> _Exercise aim_:
Lines below starting with the line with "Find every instance of the police" and going on through the line with "Find every instance of the black rubber" must be output exactly; the rest of the records must be left out.

[Opening Data for analysis section]

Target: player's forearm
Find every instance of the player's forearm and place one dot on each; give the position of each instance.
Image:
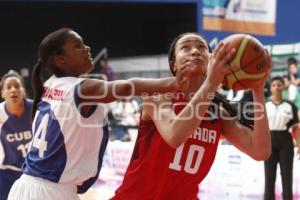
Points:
(261, 133)
(145, 86)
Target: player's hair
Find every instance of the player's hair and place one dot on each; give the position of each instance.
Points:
(50, 46)
(11, 73)
(292, 61)
(277, 78)
(171, 54)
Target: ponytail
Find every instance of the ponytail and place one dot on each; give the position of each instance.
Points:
(38, 88)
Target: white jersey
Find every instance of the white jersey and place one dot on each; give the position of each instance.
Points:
(68, 144)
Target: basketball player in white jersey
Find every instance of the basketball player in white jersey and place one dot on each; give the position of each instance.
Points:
(70, 128)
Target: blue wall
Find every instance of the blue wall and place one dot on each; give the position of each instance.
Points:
(287, 19)
(287, 24)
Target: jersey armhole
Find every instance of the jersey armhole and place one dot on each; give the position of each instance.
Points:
(78, 103)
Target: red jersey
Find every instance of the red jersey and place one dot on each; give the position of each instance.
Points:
(159, 172)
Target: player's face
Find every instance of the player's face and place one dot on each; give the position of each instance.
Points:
(77, 57)
(277, 87)
(13, 91)
(191, 51)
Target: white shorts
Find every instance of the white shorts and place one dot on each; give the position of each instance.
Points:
(34, 188)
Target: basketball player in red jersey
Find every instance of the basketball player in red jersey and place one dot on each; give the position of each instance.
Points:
(178, 133)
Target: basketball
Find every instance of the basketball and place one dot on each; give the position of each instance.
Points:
(249, 64)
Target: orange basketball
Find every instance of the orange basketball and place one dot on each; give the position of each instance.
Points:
(249, 65)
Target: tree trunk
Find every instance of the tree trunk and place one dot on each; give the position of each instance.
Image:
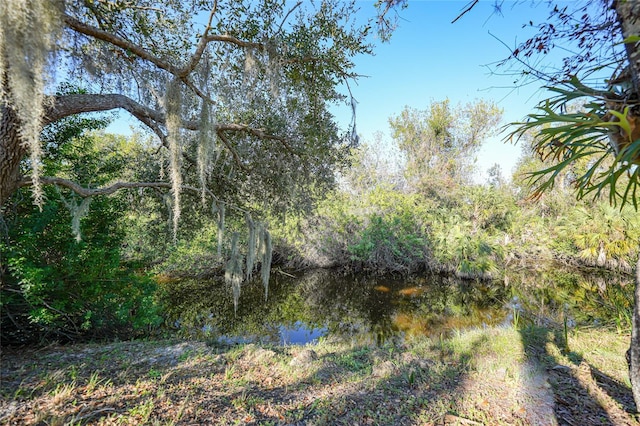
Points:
(11, 153)
(628, 12)
(634, 349)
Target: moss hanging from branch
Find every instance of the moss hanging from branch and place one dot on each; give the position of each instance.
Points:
(220, 209)
(173, 103)
(265, 251)
(233, 274)
(77, 211)
(251, 245)
(28, 30)
(205, 138)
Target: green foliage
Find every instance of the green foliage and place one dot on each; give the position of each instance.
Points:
(57, 287)
(440, 142)
(588, 134)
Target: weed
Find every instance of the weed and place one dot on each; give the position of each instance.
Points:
(143, 410)
(62, 393)
(154, 374)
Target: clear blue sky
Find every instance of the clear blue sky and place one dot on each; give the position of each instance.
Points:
(430, 59)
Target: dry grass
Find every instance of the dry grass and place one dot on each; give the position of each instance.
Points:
(491, 376)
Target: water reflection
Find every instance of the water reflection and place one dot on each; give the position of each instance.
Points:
(320, 303)
(304, 308)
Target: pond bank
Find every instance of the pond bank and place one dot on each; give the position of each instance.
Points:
(496, 375)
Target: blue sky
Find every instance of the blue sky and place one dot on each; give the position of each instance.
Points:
(430, 59)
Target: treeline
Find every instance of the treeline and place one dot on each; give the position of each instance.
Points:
(100, 267)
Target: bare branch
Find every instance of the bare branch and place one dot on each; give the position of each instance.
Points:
(467, 9)
(59, 107)
(107, 190)
(111, 38)
(259, 133)
(233, 152)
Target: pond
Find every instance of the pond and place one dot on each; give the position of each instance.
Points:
(303, 307)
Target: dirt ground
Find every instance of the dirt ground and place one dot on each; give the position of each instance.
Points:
(488, 376)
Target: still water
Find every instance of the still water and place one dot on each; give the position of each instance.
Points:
(303, 307)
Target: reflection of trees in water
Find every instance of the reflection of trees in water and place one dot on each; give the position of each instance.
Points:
(377, 309)
(587, 298)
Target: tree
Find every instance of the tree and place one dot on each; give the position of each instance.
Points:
(601, 67)
(237, 90)
(603, 133)
(56, 285)
(440, 142)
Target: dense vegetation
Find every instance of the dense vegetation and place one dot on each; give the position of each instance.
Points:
(105, 271)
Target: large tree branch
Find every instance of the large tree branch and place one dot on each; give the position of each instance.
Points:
(66, 105)
(107, 190)
(111, 38)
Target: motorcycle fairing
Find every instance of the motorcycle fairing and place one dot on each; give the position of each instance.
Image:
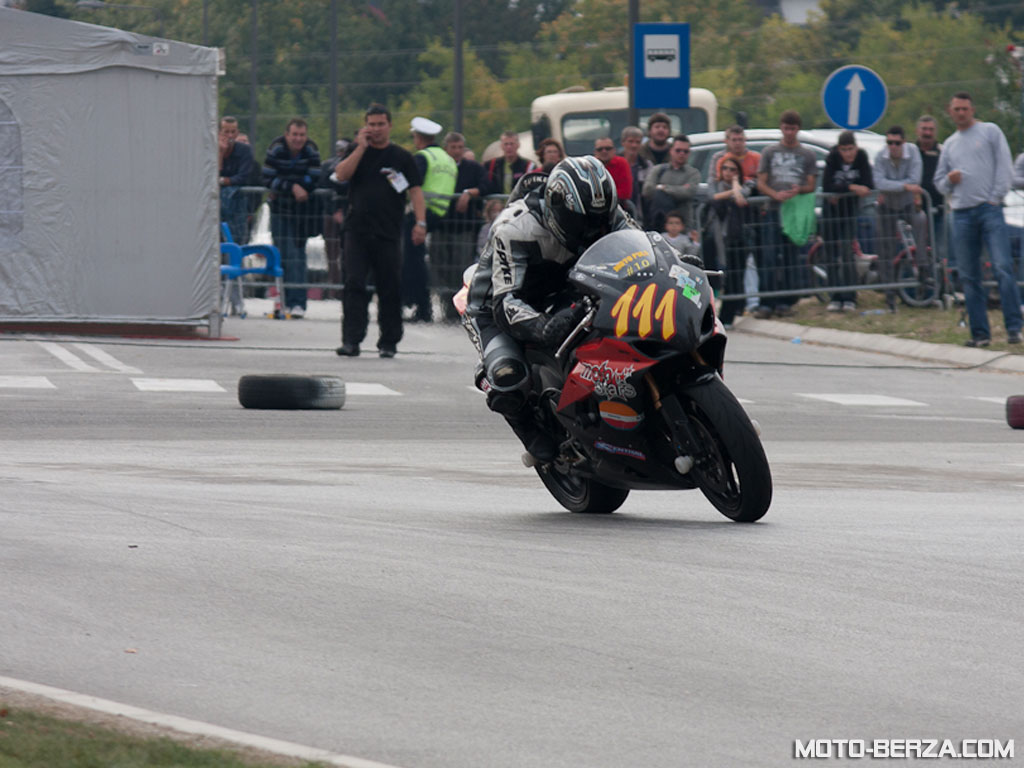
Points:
(606, 370)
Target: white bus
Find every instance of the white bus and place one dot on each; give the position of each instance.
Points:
(576, 118)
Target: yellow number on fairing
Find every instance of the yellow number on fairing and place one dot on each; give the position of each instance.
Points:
(621, 311)
(643, 310)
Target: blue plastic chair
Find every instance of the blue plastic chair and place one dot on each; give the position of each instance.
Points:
(235, 269)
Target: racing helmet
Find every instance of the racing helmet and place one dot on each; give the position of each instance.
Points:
(580, 202)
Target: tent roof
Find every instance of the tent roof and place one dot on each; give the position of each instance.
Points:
(37, 44)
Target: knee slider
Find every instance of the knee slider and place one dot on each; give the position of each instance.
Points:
(506, 403)
(507, 373)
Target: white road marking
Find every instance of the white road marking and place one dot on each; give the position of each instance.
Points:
(183, 725)
(916, 417)
(26, 382)
(69, 358)
(861, 399)
(108, 359)
(177, 385)
(358, 388)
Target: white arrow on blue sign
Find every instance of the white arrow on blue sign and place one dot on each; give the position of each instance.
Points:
(854, 97)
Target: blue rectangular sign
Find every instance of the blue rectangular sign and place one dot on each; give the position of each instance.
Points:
(662, 66)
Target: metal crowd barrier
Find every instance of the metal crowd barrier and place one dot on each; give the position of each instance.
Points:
(902, 252)
(852, 244)
(452, 244)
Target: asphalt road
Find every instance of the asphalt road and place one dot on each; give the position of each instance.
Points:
(388, 581)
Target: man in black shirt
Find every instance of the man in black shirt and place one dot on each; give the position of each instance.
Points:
(658, 131)
(379, 174)
(928, 142)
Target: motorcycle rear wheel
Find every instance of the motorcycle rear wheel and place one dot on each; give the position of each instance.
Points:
(581, 494)
(733, 473)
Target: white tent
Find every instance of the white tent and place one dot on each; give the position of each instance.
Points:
(109, 200)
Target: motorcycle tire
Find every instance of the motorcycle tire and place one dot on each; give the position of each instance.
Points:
(1015, 411)
(580, 494)
(291, 392)
(733, 474)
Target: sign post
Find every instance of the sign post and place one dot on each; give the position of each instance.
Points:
(660, 66)
(854, 97)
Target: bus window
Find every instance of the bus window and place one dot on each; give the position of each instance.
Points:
(580, 129)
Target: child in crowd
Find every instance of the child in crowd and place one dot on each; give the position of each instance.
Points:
(677, 238)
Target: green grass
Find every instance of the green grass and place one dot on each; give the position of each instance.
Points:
(29, 739)
(935, 325)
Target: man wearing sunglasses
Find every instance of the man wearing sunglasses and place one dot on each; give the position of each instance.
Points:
(604, 150)
(672, 186)
(897, 177)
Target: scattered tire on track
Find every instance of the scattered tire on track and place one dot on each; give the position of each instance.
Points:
(1015, 411)
(291, 392)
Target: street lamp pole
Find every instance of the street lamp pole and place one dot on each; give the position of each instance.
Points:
(634, 17)
(459, 84)
(253, 107)
(334, 75)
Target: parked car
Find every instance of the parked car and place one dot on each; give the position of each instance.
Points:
(819, 140)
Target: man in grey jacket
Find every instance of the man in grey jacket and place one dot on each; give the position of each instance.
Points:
(897, 177)
(672, 186)
(975, 172)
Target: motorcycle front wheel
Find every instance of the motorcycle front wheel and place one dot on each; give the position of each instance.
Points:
(732, 471)
(580, 494)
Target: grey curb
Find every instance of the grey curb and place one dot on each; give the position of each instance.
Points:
(962, 356)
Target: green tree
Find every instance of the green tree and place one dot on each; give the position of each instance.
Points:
(485, 107)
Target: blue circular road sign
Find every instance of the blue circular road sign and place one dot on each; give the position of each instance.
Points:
(854, 97)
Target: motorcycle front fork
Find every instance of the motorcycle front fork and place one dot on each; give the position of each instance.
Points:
(684, 441)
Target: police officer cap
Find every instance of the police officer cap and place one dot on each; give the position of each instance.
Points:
(426, 126)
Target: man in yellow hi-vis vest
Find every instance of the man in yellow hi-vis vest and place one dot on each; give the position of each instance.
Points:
(438, 171)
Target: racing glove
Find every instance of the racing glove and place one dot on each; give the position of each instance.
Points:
(558, 327)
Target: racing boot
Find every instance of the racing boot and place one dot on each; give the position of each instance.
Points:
(538, 444)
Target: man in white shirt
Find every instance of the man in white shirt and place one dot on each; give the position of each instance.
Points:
(975, 172)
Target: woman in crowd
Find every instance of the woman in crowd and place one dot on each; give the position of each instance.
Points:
(729, 216)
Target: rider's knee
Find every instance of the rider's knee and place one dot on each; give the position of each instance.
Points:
(506, 403)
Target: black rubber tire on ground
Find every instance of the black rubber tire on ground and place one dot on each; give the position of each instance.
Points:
(291, 392)
(580, 494)
(736, 477)
(1015, 411)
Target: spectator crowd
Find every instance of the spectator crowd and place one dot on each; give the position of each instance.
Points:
(406, 223)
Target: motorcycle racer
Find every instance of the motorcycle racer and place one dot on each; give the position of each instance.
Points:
(532, 245)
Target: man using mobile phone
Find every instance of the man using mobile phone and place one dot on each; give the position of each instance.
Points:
(380, 174)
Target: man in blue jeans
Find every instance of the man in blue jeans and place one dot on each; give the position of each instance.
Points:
(975, 172)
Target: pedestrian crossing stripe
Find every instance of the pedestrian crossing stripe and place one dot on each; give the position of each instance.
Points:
(862, 399)
(26, 382)
(360, 388)
(177, 385)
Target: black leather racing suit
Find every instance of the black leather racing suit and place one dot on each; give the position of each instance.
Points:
(520, 268)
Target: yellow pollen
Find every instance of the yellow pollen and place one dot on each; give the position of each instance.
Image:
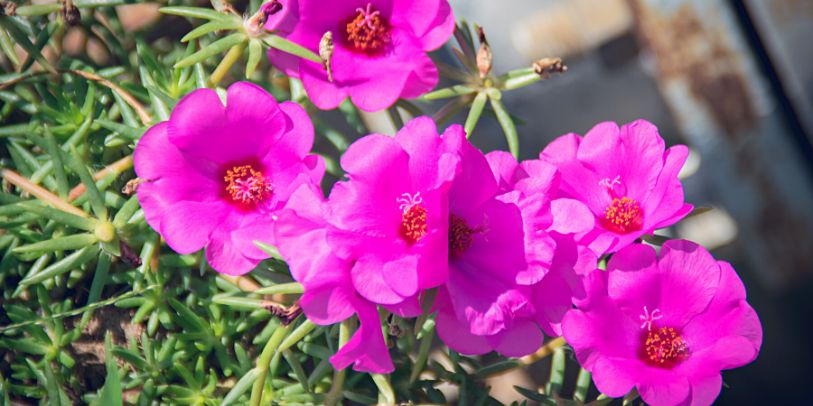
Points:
(460, 238)
(623, 215)
(413, 223)
(664, 347)
(368, 32)
(246, 186)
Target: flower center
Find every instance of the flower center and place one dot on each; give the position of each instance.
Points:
(413, 224)
(246, 186)
(459, 235)
(664, 347)
(368, 32)
(623, 216)
(413, 217)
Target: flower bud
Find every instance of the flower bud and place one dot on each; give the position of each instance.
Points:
(484, 57)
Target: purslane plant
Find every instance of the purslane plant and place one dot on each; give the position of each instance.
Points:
(301, 271)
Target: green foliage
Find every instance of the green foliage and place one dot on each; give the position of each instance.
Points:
(95, 309)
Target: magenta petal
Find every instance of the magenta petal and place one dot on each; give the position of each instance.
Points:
(428, 165)
(254, 116)
(504, 166)
(552, 299)
(690, 278)
(601, 142)
(474, 185)
(327, 304)
(571, 216)
(643, 150)
(705, 390)
(155, 157)
(368, 279)
(562, 149)
(455, 333)
(197, 122)
(728, 312)
(668, 392)
(226, 257)
(298, 139)
(614, 377)
(401, 275)
(186, 226)
(410, 307)
(601, 329)
(255, 229)
(443, 27)
(323, 93)
(681, 287)
(366, 350)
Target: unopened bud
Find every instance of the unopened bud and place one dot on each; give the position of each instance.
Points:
(8, 8)
(105, 231)
(326, 53)
(70, 14)
(271, 8)
(131, 186)
(484, 57)
(547, 66)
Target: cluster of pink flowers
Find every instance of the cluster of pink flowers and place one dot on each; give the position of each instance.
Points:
(510, 248)
(501, 252)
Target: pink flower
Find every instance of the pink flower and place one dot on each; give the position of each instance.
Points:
(556, 263)
(216, 175)
(391, 216)
(625, 178)
(379, 52)
(482, 307)
(329, 296)
(666, 325)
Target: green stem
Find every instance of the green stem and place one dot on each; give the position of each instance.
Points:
(264, 361)
(395, 117)
(475, 112)
(301, 331)
(334, 396)
(507, 125)
(423, 355)
(385, 392)
(582, 385)
(228, 61)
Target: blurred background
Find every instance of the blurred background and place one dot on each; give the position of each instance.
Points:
(731, 79)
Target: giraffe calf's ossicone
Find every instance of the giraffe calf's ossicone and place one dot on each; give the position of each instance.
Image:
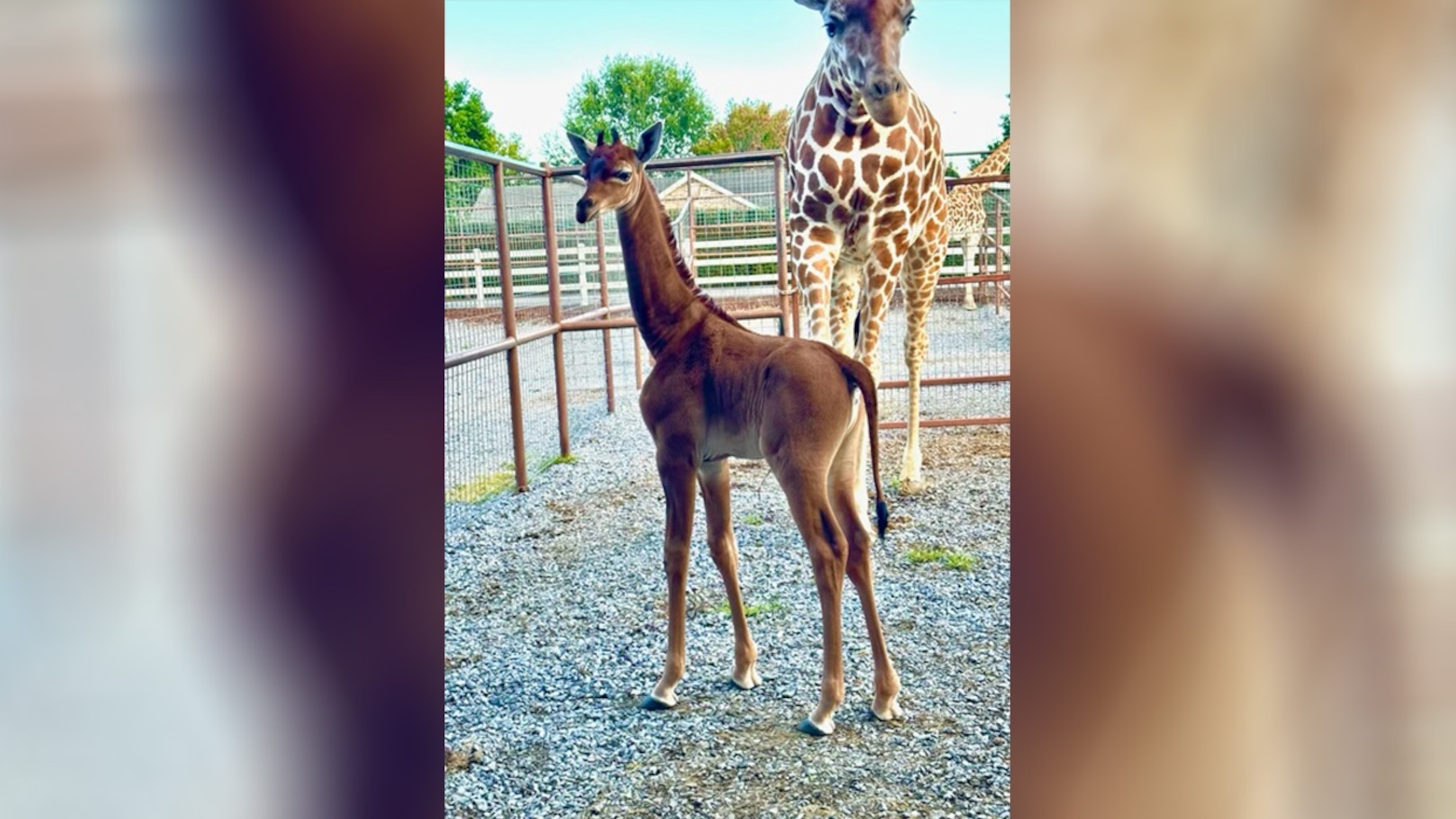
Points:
(720, 392)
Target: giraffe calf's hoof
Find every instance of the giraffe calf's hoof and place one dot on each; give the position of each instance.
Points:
(817, 729)
(912, 486)
(889, 711)
(653, 703)
(747, 681)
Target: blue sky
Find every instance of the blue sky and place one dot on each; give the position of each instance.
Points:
(526, 56)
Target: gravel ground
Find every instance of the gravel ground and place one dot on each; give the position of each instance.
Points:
(555, 629)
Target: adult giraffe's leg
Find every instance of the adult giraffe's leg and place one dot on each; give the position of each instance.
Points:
(861, 572)
(678, 475)
(814, 270)
(919, 290)
(845, 305)
(714, 480)
(882, 275)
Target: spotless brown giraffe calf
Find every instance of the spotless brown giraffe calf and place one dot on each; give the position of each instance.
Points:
(720, 390)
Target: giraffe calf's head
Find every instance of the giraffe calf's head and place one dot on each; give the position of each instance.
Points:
(612, 171)
(864, 43)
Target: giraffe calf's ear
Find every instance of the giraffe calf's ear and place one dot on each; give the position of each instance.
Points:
(651, 140)
(580, 146)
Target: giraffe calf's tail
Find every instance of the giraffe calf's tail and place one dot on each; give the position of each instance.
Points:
(860, 376)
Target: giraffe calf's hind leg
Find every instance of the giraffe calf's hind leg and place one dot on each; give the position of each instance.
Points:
(723, 546)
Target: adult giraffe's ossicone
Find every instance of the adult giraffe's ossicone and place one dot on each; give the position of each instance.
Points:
(867, 194)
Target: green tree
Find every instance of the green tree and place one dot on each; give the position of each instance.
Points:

[Closing Data for analysis section]

> _Task output_:
Find every instance of the police officer cap and place one dot on each; give the position of each instance.
Points:
(426, 126)
Target: man in yellow hi-vis vest
Find every instance of the man in yellow hi-vis vest and place one dot on each; give the position of each instance.
Points:
(438, 171)
Target: racing glove
Find every instance of the racing glove and place one dot on each; give the position of each instance.
Points:
(558, 327)
Target: racing boot
Find every instance of the racing boot and place one dot on each; give the position of each instance.
Points:
(538, 444)
Target: man in white shirt
Find every instance of the man in white shirt and place one dot on each; give the position of each instance.
Points:
(975, 172)
Target: woman in crowd
Find every instance of the woman in crowd and place one dot on each; give the position of each instance.
Points:
(729, 216)
Target: rider's knee
Find every instance of the rider's knee and place one dot on each; give the position of each instance.
Points:
(506, 403)
Target: black rubber tire on ground
Find every instance of the black rubber tire on ground and place one dot on each; give the position of each instance.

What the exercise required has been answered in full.